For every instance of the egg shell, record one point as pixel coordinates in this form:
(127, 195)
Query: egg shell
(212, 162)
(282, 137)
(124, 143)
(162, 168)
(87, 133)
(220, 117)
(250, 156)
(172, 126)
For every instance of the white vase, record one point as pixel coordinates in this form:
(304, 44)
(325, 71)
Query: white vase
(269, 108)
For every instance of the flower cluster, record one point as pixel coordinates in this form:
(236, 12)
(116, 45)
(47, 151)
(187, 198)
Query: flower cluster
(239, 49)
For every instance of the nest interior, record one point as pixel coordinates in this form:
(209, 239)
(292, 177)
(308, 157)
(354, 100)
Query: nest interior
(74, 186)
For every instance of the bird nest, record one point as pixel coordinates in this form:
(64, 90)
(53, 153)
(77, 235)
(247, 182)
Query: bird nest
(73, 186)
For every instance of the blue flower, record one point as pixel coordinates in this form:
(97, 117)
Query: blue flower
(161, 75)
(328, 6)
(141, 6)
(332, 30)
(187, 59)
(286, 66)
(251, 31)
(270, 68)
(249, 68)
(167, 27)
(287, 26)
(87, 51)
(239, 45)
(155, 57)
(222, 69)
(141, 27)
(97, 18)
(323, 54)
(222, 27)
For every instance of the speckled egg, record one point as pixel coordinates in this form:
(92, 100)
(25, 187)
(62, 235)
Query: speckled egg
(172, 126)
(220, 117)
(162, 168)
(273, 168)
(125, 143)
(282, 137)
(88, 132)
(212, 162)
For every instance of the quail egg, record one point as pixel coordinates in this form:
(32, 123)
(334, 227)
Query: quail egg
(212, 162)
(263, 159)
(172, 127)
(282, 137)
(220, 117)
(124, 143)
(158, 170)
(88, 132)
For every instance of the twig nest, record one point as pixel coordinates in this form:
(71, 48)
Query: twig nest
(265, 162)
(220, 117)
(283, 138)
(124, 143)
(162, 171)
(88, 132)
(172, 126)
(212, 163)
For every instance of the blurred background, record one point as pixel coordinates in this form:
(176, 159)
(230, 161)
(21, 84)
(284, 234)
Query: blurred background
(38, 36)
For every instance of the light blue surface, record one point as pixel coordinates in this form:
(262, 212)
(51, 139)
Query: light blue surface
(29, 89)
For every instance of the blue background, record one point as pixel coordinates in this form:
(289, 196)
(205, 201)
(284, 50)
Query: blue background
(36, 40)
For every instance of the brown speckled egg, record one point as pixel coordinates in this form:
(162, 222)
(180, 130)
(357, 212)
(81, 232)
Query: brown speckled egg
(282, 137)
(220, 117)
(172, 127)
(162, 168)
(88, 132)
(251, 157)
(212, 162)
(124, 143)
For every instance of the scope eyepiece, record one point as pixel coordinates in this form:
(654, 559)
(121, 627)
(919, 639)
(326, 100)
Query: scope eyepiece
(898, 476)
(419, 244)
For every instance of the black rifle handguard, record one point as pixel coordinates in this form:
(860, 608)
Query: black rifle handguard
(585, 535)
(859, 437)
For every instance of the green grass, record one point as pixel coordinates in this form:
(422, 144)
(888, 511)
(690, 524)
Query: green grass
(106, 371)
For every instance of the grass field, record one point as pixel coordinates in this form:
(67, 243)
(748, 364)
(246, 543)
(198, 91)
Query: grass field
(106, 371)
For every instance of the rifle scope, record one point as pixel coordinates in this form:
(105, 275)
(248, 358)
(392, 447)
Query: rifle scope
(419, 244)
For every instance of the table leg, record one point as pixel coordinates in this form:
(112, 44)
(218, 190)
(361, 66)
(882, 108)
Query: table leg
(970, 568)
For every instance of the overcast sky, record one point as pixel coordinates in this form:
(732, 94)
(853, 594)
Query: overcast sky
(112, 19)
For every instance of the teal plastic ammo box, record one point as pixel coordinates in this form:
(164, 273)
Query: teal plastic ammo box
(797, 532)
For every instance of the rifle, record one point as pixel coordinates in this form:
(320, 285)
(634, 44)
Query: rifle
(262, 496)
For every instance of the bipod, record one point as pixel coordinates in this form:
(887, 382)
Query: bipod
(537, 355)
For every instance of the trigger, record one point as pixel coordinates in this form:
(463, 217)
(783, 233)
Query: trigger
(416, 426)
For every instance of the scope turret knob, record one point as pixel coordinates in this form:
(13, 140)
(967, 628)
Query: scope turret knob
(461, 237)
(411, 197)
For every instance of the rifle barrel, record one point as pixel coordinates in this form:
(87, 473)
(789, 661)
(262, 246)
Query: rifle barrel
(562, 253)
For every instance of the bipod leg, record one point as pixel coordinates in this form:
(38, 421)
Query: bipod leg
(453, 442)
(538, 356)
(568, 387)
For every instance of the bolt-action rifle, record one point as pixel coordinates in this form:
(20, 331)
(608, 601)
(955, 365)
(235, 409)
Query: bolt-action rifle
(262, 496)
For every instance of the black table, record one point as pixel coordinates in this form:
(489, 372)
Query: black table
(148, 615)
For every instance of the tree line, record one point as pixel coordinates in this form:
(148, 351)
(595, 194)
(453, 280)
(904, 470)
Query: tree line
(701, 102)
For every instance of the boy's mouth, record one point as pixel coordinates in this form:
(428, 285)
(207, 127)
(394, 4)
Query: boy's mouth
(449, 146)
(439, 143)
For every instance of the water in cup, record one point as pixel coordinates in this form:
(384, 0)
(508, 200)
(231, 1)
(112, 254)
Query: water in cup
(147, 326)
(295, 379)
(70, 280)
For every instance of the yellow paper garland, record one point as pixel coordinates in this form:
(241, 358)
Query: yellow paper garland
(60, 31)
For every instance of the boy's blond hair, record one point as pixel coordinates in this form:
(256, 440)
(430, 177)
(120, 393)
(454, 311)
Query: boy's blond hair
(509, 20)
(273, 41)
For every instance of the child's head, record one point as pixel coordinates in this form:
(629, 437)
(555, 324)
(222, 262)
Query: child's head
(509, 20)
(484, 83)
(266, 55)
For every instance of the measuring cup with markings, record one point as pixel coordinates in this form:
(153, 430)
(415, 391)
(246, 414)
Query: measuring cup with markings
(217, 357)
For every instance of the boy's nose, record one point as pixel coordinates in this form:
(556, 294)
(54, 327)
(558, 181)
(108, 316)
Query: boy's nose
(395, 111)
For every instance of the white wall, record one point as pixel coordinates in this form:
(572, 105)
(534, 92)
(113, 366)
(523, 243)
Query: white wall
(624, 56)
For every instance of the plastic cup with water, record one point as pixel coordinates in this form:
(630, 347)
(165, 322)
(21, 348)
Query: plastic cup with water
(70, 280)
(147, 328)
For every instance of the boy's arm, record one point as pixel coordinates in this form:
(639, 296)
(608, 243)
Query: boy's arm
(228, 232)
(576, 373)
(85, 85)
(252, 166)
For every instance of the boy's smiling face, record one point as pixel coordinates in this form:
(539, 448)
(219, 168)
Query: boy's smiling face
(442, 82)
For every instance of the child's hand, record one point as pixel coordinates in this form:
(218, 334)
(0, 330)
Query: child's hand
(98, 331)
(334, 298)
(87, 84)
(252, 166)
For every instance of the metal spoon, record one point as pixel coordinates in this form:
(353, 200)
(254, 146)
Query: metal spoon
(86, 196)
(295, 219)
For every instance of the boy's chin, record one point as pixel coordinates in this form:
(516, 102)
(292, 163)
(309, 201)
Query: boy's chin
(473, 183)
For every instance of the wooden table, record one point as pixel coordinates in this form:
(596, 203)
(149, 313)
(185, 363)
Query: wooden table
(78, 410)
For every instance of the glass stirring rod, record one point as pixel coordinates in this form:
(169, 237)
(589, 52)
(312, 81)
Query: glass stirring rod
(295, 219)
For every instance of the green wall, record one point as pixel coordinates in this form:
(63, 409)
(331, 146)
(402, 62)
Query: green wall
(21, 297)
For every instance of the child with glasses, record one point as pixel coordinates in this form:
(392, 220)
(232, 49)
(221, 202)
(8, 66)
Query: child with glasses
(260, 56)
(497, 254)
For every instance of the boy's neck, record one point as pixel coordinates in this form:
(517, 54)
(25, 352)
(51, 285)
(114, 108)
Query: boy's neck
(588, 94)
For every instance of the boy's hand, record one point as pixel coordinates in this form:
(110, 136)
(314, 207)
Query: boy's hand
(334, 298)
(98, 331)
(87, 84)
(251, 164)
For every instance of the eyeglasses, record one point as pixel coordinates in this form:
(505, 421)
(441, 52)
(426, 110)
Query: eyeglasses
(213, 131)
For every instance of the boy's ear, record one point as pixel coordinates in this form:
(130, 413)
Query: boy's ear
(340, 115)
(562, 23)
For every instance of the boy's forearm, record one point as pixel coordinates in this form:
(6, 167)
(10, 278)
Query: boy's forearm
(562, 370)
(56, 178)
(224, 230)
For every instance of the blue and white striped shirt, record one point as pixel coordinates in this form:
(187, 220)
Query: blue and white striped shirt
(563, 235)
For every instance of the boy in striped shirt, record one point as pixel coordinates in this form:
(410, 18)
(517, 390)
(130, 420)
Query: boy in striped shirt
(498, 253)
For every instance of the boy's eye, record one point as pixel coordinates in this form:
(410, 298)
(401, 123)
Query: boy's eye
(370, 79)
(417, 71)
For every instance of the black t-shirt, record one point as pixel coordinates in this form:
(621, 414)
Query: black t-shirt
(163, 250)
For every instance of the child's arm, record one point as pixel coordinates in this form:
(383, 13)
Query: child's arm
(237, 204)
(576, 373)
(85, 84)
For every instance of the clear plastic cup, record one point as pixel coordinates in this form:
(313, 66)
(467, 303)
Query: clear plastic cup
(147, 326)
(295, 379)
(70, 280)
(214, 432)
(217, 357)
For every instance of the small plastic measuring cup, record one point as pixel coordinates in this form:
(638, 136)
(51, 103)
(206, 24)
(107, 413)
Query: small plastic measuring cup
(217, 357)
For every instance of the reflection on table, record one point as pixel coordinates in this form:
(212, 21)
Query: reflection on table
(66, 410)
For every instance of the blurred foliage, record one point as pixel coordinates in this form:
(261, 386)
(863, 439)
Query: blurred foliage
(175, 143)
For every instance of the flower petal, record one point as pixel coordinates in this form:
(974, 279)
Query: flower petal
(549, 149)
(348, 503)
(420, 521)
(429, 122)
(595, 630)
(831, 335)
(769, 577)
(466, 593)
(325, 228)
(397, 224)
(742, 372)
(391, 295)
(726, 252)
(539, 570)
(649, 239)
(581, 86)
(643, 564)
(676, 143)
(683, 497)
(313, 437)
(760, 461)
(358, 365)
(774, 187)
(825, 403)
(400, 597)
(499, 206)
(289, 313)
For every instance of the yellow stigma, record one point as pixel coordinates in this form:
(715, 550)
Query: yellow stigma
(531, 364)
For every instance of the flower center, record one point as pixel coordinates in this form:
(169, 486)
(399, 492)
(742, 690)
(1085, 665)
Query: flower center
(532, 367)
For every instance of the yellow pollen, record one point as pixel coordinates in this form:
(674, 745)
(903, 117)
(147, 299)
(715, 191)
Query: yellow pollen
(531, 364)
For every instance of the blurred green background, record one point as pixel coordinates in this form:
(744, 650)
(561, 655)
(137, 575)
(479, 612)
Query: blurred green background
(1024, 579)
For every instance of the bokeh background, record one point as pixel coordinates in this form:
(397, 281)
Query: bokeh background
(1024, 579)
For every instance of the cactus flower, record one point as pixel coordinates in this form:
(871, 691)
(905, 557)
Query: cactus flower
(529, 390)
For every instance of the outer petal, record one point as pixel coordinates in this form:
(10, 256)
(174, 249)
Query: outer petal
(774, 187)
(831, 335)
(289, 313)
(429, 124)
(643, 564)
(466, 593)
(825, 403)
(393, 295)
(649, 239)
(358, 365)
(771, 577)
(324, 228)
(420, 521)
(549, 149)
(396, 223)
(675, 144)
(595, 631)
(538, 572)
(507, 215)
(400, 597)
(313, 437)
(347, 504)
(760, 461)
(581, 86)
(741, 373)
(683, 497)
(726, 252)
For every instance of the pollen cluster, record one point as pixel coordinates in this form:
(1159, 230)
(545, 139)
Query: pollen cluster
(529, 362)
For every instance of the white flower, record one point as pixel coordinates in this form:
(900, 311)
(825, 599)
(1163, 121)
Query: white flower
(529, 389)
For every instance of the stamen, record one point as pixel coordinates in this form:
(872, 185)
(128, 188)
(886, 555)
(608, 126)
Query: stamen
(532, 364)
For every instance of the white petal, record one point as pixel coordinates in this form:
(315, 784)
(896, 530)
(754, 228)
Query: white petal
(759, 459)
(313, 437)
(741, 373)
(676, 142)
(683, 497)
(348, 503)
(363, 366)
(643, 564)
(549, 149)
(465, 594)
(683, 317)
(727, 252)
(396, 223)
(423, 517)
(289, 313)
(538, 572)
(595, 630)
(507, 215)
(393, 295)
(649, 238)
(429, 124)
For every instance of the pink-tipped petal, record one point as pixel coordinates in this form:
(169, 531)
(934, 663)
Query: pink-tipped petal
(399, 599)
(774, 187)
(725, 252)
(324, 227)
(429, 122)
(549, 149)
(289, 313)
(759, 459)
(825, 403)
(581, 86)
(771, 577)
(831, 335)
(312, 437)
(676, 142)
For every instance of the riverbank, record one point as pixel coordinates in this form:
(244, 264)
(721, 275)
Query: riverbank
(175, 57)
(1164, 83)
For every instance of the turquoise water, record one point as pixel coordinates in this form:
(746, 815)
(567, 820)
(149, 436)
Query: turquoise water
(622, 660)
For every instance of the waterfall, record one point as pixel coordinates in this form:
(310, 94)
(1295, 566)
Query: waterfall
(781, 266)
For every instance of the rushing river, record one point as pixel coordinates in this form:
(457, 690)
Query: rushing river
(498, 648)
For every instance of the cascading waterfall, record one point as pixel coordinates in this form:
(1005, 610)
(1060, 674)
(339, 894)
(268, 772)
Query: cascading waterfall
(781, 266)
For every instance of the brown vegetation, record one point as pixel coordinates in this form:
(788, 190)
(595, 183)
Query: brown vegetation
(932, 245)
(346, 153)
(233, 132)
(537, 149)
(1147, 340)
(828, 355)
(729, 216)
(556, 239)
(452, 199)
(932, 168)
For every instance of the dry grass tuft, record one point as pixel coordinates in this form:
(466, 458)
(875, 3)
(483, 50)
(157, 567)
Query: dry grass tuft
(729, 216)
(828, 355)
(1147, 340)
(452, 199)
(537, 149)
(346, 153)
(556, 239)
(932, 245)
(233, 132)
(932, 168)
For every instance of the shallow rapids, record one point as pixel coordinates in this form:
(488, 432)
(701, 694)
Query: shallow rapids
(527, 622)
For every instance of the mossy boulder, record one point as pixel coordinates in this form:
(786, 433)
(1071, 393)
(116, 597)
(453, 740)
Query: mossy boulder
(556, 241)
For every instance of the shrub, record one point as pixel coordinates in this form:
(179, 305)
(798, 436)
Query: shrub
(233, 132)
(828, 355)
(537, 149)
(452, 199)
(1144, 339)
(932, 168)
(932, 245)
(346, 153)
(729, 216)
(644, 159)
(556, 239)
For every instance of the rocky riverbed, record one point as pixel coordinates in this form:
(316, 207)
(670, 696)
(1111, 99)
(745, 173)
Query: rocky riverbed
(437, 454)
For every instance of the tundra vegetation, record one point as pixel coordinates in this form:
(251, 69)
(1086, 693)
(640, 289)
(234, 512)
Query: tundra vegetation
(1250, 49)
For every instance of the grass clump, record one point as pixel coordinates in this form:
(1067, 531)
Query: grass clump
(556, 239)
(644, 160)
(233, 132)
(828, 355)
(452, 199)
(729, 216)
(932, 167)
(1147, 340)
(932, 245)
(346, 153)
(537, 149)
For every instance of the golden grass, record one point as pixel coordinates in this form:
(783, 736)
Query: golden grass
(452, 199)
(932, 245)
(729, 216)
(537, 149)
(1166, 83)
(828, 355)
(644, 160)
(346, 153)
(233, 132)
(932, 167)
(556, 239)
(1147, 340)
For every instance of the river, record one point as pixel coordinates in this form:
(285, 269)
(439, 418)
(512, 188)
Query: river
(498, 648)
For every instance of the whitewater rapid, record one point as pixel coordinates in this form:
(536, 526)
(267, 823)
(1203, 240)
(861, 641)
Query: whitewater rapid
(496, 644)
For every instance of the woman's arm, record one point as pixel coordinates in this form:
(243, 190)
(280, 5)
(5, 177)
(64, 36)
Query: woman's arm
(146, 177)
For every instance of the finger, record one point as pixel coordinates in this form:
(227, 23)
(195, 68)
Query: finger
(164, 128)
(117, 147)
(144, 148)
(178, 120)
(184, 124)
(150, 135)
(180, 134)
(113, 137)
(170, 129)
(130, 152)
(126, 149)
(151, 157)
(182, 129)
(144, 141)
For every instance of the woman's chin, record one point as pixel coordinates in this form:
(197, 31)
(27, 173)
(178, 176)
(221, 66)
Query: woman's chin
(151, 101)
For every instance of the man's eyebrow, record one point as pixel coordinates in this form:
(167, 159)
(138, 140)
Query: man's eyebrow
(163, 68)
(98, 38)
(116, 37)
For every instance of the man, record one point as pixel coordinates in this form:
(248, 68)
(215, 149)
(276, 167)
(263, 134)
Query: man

:::

▶ [WHAT THIS TASK INVOLVES] Beginning at the opening line of the data, transcribe each line exactly until you reach the line with "For every instance of the flower cluster, record", which you also include, and go no further.

▶ [ANSWER TO THIS EXERCISE]
For every instance of the egg shell, record one point as pixel coordinates in this form:
(127, 195)
Query: egg shell
(212, 162)
(282, 137)
(124, 143)
(162, 168)
(87, 133)
(220, 117)
(250, 156)
(172, 126)
For every instance of the white vase, record one point as pixel coordinates in this form:
(304, 44)
(325, 71)
Query: white vase
(269, 108)
For every instance of the flower cluster, record one point as pixel coordinates in this form:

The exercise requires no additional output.